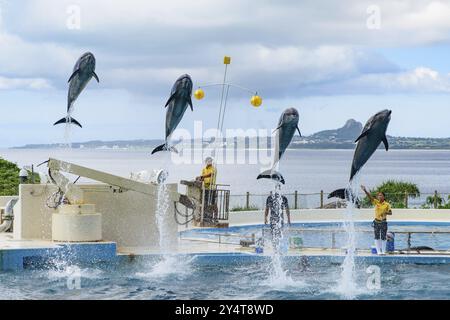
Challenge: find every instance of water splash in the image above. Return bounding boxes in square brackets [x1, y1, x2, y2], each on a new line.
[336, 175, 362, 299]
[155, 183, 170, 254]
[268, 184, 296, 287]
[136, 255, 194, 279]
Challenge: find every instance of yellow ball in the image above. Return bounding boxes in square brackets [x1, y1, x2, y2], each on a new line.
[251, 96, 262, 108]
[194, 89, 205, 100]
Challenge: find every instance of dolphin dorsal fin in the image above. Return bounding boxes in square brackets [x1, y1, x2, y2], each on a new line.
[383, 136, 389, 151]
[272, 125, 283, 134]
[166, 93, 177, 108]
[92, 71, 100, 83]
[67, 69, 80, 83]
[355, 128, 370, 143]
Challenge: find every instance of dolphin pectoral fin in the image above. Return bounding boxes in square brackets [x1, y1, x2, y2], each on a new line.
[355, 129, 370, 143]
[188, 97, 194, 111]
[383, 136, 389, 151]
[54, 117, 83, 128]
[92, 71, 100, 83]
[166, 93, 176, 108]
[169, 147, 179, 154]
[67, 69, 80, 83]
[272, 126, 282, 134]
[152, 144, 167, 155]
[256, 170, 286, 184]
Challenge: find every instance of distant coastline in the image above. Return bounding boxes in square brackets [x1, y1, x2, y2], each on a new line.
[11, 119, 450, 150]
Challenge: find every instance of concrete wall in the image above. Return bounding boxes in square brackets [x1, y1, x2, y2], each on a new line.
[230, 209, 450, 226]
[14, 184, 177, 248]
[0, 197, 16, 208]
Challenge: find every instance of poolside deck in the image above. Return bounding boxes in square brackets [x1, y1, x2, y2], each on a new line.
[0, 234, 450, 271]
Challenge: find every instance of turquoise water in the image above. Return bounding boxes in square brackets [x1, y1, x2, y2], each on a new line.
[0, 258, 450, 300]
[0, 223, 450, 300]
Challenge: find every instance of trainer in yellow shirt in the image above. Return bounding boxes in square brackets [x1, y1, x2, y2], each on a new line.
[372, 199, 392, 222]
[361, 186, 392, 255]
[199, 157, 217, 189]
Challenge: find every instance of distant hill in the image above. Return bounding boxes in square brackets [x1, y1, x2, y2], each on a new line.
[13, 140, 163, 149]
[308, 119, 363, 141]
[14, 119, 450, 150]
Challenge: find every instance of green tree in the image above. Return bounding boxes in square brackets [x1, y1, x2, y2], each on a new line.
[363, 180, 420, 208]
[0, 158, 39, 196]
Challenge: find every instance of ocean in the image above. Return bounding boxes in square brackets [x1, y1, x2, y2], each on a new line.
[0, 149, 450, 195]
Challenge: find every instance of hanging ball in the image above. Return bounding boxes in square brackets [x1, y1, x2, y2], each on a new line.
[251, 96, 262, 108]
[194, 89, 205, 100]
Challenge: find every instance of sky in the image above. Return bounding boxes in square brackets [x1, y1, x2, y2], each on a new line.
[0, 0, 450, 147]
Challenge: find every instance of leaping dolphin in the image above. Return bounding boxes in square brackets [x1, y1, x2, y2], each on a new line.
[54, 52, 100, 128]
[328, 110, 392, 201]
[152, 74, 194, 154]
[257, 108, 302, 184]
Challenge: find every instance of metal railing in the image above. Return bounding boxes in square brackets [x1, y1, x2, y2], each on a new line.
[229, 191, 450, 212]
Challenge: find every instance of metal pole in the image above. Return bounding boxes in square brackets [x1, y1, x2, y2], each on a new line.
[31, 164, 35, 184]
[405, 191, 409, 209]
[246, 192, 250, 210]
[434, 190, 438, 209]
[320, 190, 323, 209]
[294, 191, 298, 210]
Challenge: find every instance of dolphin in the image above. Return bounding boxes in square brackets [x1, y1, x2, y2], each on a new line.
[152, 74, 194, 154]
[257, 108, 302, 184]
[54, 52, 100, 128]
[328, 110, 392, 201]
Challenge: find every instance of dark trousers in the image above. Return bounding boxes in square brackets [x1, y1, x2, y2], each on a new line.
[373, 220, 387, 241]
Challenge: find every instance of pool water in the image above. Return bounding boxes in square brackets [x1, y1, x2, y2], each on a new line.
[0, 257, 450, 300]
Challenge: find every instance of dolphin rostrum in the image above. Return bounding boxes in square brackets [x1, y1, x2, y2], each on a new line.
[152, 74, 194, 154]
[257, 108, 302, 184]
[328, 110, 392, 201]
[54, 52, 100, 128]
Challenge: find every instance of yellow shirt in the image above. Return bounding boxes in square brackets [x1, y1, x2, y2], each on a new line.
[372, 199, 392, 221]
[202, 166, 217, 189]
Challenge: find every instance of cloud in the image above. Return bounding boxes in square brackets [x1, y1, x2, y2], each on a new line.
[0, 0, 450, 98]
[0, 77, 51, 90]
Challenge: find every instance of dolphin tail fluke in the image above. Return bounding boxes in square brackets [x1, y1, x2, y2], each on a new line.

───

▸ **Task objective**: Can you render all of the material above as a numbered list, one line per item, with blank lines dropped and the pictures left out?

▸ **Output below**:
1. Challenge: find every instance of water splash in the image above. Return bounding boxes in square brackets [x1, y1, x2, y2], each on a new line.
2. [336, 175, 362, 299]
3. [155, 183, 170, 254]
4. [268, 184, 296, 287]
5. [136, 255, 194, 279]
6. Challenge: find every instance of yellow ball in the image above. Return bounding boxes in square brackets [x1, y1, x2, y2], each on a new line.
7. [251, 96, 262, 108]
8. [194, 89, 205, 100]
9. Challenge: find every instance of dolphin dorsal fin in the image above. Return bounding boxes in square brackets [x1, y1, x2, y2], each on a new line.
10. [383, 136, 389, 151]
11. [272, 125, 283, 134]
12. [166, 93, 177, 108]
13. [92, 71, 100, 83]
14. [67, 69, 80, 83]
15. [355, 128, 370, 143]
16. Challenge: find every instance of dolphin pectoral fin in the image above. Return bounding boxes in square brackets [x1, y1, x2, y2], each on a new line.
17. [355, 129, 370, 143]
18. [188, 97, 194, 111]
19. [383, 136, 389, 151]
20. [54, 117, 83, 128]
21. [92, 71, 100, 83]
22. [166, 93, 176, 108]
23. [169, 147, 179, 154]
24. [67, 69, 80, 83]
25. [272, 126, 282, 134]
26. [152, 144, 167, 155]
27. [256, 170, 286, 184]
28. Challenge: find every instance of distant coastline in the image above. Return bounding boxes in square brackets [x1, y1, x2, y2], each on a new line.
29. [11, 119, 450, 150]
30. Challenge: find every instance of concrete wall in the image above. Return bounding boxes in square brackets [x1, y1, x2, y2], each on a new line.
31. [230, 209, 450, 226]
32. [14, 184, 177, 248]
33. [0, 197, 16, 208]
34. Challenge: find every instance of poolside deck in the image above. Return bounding boxes in square brackets [x1, y1, x2, y2], each on a new line.
35. [0, 234, 450, 271]
36. Challenge: find every instance of turquoise water in the image above. Return bounding boxes in square brackets [x1, y1, x2, y2], each on a new line.
37. [0, 258, 450, 300]
38. [0, 223, 450, 300]
39. Challenge: find every instance of trainer in yellow shirt in the image above. Return bounding boxes in square brackets [x1, y1, x2, y2], each on a new line.
40. [372, 199, 392, 222]
41. [361, 186, 392, 255]
42. [199, 157, 217, 189]
43. Challenge: find every instance of distant hill in the image above. Return bounding boxes in square brackets [x1, y1, x2, y2], each on a new line.
44. [13, 140, 163, 149]
45. [308, 119, 363, 141]
46. [14, 119, 450, 150]
47. Challenge: find every instance of green tree in the image above. Return bounding boxes in square brackets [x1, y1, x2, y2], each on a new line.
48. [363, 180, 420, 208]
49. [0, 158, 39, 196]
50. Challenge: find every instance of ocean in the image above. Return bounding boxes in square brackets [x1, y1, x2, y2], each on a new line.
51. [0, 149, 450, 195]
52. Challenge: find every instance of hanging ball in the image above. Return bounding boxes in square brackets [x1, y1, x2, y2], each on a new line.
53. [251, 96, 262, 108]
54. [194, 89, 205, 100]
55. Challenge: find every instance of sky in the image above. Return bounding boxes in square brackets [x1, y1, x2, y2], each on a new line.
56. [0, 0, 450, 147]
57. Challenge: find every instance of leaping dolphin in the image above. Return bounding boxes in square brackets [x1, y1, x2, y2], each on a new line.
58. [54, 52, 100, 128]
59. [328, 110, 392, 201]
60. [152, 74, 194, 154]
61. [257, 108, 302, 184]
62. Challenge: find every instance of metal railing in the image above. Return bounding boxes in square brackets [x1, y1, x2, y2], each on a new line.
63. [229, 191, 450, 212]
64. Challenge: find every instance of metal pole in the image above. Return bounding boxes in square brackets [x1, y1, x2, y2], each on a new line.
65. [31, 164, 35, 184]
66. [405, 191, 409, 209]
67. [246, 192, 250, 210]
68. [434, 190, 438, 209]
69. [320, 190, 323, 209]
70. [294, 191, 298, 210]
71. Challenge: find every instance of dolphin in the image above. Return bounding boxes in square brackets [x1, y1, x2, y2], each on a new line.
72. [152, 74, 194, 154]
73. [257, 108, 302, 184]
74. [54, 52, 100, 128]
75. [328, 110, 392, 201]
76. Challenge: find every instance of dark trousers in the image above. Return bounding boxes in square brackets [x1, y1, x2, y2], each on a new line.
77. [373, 220, 387, 241]
78. Challenge: find every instance of pool water in the image above. Return bounding boxes in square brackets [x1, y1, x2, y2], each on a new line.
79. [0, 257, 450, 300]
80. Challenge: find every instance of dolphin rostrum in the image above. Return bounding boxes in square brackets [x1, y1, x2, y2], each on a new line.
81. [152, 74, 194, 154]
82. [257, 108, 302, 184]
83. [328, 110, 392, 201]
84. [54, 52, 100, 128]
85. Challenge: find every instance of yellow shirt in the image above. Return bounding boxes in square brackets [x1, y1, x2, y2], each on a new line.
86. [372, 199, 392, 221]
87. [202, 166, 217, 189]
88. Challenge: find every instance of cloud in the image above. Return bounding boxes in square brackets [x1, y1, x2, y2], each on a new line.
89. [0, 0, 450, 98]
90. [0, 77, 51, 90]
91. Challenge: find every instance of dolphin tail fluke in the image above. Return bounding boxes in square brackets [x1, y1, x2, y2], each on a new line.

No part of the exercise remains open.